[VORLIEGENDER TEXT]

Bundesparteitag der CDU für PID-Verbot

2010-11-15_CDU_BPT2Neben den Neuwahlen zum Parteivorstand,  der Debatte um die Wehrpflicht und dem Leitantrag "Faire Chancen für jedes Kind"  stand vor allem die Diskussion um die Präimplantationsdiagnostik (PID) im Mittelpunkt des CDU Bundesparteitags in Karlsruhe. Fast vier Stunden debattierten die Delegierten über das Thema, um sich am Ende knapp mit 408 : 391 Stimmen für ein Verbot der PID auszusprechen.

Dieses Ergebnis nimmt der heimische Bundestagsabgeordnete Dr. Matthias Heider nun mit in den Bundestag, der über ein Verbot zu entscheiden hat. "Die intensive und ernsthafte Debatte in Karlsruhe zeigt das hohe Verantwortungsbewusstsein der Delegierten und ich erwarte auch für die Aussprache im Bundestag eine inhaltlich bestimmte Diskussion", so der Abgeordnete.

Bei der PID besteht die Möglichkeit, nach einer künstlichen Befruchtung der Eizelle außerhalb des Mutterleibs, genetische Dispositionen festzustellen und zu entscheiden, welche der Eizellen in der Schwangerschaft ausgetragen wird. Für die CDU gilt aber auch: Jeder Mensch ist gleich wertvoll. Die unantastbare Würde des Menschen als Geschöpf Gottes ist menschlicher Verfügung nicht zugänglich. Für uns gibt es keine Unterscheidung zwischen lebenswertem und nicht lebenswertem Leben. Dazu gehört das Miteinander von Menschen mit Behinderung und Nichtbehinderten.

[IHRE AUFGABE] Geben Sie den Absatz des Beitrags zum CDU-Parteitag, der mit „Dieses Ergebnis nimmt“ beginnt, als knappe Liste wieder und bewahren Sie dabei seine wesentlichen Fakten.

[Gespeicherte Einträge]
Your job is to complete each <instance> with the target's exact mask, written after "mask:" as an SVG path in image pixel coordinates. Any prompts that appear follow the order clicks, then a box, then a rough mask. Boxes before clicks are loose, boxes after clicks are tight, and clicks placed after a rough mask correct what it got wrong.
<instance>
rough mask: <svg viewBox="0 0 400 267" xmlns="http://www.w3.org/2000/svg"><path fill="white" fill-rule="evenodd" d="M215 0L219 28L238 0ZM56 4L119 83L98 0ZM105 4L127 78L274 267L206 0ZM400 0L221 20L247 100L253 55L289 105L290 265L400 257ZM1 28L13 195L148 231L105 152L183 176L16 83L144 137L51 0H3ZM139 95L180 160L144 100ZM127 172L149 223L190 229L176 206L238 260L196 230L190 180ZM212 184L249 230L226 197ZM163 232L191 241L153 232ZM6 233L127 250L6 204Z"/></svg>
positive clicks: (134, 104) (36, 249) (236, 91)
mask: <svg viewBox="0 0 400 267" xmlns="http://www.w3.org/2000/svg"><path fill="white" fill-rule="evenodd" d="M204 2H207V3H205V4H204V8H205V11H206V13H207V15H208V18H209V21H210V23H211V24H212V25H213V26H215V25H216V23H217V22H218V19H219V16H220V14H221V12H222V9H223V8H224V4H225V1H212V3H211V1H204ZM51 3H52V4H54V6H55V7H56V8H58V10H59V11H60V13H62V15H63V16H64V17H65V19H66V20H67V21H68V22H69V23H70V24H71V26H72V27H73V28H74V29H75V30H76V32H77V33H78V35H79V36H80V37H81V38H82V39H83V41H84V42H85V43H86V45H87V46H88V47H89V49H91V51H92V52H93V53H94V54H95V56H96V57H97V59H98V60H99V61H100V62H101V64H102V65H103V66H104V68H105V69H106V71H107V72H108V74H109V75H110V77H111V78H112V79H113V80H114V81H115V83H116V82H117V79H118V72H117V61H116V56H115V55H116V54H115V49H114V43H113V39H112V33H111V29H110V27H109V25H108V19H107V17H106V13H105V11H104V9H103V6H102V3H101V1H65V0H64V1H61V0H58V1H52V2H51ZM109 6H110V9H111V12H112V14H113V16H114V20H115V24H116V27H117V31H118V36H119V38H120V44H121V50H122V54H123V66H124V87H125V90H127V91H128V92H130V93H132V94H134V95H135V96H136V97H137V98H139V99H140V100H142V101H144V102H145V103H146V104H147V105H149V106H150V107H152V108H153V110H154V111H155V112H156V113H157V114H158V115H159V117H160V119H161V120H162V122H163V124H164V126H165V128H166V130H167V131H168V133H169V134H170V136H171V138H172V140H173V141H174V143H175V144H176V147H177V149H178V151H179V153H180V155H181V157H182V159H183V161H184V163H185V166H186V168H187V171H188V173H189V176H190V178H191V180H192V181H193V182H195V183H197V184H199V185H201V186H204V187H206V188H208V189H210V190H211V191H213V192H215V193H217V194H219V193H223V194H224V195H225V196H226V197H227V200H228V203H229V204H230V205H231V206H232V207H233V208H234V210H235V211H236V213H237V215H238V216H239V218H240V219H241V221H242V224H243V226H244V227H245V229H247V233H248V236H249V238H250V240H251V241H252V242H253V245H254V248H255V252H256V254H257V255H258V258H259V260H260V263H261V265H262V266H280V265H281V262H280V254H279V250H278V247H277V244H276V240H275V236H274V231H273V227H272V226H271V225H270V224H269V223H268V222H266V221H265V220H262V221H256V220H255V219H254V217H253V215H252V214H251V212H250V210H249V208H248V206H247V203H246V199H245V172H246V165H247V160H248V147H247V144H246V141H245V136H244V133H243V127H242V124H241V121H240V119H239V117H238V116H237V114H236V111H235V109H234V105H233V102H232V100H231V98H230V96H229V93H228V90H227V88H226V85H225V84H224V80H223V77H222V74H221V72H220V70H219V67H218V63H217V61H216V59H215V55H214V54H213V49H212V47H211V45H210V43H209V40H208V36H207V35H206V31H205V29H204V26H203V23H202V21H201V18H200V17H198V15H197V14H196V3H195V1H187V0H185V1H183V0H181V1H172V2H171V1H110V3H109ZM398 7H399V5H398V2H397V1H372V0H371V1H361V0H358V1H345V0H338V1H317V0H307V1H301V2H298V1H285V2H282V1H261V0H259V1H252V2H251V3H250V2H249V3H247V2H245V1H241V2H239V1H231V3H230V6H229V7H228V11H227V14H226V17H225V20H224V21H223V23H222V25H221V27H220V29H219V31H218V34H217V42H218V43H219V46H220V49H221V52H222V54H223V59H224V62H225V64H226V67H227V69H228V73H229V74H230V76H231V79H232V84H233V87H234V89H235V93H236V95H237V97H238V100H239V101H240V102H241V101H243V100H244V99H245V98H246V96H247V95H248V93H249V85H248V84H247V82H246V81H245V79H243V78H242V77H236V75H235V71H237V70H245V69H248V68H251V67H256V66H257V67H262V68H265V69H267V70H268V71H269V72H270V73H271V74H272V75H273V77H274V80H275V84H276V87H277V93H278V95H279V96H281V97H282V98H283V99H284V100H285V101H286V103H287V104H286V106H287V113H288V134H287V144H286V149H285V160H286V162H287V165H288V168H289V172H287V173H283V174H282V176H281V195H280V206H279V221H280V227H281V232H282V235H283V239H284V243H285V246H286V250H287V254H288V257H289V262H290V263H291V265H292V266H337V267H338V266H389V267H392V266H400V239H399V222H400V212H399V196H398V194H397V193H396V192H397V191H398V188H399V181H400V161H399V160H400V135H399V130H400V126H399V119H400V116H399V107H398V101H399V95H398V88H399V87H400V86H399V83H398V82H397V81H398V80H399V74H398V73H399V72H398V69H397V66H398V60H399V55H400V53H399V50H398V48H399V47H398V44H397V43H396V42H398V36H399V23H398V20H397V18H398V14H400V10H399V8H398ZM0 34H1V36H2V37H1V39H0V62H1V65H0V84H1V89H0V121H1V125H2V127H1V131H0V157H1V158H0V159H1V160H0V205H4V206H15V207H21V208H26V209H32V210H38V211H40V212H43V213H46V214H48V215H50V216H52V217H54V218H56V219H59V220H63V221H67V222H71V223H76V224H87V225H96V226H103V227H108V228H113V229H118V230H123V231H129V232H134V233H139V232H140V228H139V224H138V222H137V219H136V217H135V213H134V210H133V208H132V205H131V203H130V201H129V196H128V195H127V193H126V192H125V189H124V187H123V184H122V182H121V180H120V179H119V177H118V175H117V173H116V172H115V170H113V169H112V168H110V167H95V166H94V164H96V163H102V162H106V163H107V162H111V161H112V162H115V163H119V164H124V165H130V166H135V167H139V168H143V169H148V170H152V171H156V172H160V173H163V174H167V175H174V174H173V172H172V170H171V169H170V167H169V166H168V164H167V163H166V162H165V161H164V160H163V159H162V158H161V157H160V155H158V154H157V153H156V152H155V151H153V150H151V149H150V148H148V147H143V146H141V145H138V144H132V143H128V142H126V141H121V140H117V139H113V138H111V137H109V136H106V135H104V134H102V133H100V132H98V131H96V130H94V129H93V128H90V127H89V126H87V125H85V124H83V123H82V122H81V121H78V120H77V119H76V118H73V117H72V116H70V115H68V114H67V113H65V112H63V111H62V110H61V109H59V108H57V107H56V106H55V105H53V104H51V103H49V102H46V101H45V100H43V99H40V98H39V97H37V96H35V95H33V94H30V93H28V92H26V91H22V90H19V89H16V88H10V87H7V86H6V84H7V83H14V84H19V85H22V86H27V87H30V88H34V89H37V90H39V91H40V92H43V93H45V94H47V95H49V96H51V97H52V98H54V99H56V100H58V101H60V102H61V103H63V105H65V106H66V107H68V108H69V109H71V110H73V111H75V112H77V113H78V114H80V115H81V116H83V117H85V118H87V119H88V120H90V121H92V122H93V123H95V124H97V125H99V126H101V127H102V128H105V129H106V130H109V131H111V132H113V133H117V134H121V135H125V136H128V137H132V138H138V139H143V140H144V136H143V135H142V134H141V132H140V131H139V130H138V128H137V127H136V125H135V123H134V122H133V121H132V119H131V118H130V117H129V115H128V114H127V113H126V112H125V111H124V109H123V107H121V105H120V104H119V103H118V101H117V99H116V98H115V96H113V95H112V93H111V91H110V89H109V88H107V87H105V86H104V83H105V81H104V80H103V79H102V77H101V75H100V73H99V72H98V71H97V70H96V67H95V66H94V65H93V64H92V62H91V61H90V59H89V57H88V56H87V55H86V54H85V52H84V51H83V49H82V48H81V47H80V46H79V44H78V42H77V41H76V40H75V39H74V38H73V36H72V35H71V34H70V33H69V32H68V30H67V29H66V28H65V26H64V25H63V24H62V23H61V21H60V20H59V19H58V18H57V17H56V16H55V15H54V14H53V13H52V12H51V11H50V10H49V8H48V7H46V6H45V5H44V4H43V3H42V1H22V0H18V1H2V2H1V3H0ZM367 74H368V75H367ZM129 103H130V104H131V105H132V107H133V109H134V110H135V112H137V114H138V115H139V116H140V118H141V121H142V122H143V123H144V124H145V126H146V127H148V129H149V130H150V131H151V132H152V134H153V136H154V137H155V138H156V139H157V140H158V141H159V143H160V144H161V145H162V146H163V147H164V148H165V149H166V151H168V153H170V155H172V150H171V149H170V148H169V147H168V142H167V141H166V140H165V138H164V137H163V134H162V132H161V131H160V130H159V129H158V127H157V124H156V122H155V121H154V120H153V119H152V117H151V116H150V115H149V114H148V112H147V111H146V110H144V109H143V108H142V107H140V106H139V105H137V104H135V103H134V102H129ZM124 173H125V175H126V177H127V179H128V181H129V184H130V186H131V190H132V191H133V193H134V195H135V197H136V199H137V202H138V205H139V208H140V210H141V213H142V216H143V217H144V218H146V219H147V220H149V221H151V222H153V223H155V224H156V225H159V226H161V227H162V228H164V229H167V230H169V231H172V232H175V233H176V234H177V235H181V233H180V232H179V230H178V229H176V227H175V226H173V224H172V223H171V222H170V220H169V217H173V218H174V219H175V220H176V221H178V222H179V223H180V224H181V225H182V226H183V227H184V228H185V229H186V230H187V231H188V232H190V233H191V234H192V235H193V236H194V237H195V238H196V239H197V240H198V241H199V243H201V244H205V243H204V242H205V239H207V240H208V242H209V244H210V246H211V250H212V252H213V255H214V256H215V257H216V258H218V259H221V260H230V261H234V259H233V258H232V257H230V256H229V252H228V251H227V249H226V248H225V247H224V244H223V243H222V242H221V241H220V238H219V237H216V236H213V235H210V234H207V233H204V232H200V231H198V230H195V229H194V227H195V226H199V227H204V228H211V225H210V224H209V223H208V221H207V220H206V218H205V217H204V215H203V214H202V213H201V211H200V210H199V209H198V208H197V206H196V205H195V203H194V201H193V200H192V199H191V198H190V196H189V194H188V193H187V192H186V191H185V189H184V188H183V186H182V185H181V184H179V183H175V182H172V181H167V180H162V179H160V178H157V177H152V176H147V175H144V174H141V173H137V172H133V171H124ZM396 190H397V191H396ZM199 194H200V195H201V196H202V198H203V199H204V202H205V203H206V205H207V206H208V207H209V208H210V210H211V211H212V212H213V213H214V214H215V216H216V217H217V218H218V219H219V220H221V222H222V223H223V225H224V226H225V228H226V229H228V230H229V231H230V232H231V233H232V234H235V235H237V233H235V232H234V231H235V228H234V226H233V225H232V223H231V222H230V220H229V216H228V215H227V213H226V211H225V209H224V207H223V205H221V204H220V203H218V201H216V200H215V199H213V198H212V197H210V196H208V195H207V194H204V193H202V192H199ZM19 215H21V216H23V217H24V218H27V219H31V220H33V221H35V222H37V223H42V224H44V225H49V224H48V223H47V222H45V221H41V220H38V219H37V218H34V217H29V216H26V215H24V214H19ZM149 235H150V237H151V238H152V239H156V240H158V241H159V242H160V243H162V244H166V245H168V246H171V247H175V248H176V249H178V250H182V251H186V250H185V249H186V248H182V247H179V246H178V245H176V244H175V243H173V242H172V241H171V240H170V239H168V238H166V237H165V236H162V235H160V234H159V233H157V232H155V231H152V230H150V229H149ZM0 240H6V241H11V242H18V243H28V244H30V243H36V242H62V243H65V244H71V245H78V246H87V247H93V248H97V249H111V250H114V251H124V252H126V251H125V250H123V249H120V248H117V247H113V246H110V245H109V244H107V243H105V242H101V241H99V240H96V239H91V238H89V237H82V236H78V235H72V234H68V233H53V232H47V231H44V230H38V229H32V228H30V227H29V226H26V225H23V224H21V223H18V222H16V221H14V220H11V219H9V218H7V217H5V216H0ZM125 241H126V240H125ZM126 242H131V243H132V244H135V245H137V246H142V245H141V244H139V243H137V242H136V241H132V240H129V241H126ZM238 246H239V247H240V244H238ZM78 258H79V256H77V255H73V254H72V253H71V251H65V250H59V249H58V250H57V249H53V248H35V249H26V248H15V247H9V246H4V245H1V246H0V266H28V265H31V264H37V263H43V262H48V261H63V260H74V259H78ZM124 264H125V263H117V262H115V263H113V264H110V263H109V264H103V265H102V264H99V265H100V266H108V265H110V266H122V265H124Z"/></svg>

[AUFGABENERGEBNIS]
- Der heimische Bundestagsabgeordnete Dr. Matthias Heider nimmt das Ergebnis mit in den Bundestag.
- Der Bundestag hat über ein Verbot zu entscheiden.
- Heider sieht in der intensiven und ernsthaften Debatte in Karlsruhe ein Zeichen für das hohe Verantwortungsbewusstsein der Delegierten.
- Auch für die Aussprache im Bundestag erwartet er eine inhaltlich bestimmte Diskussion.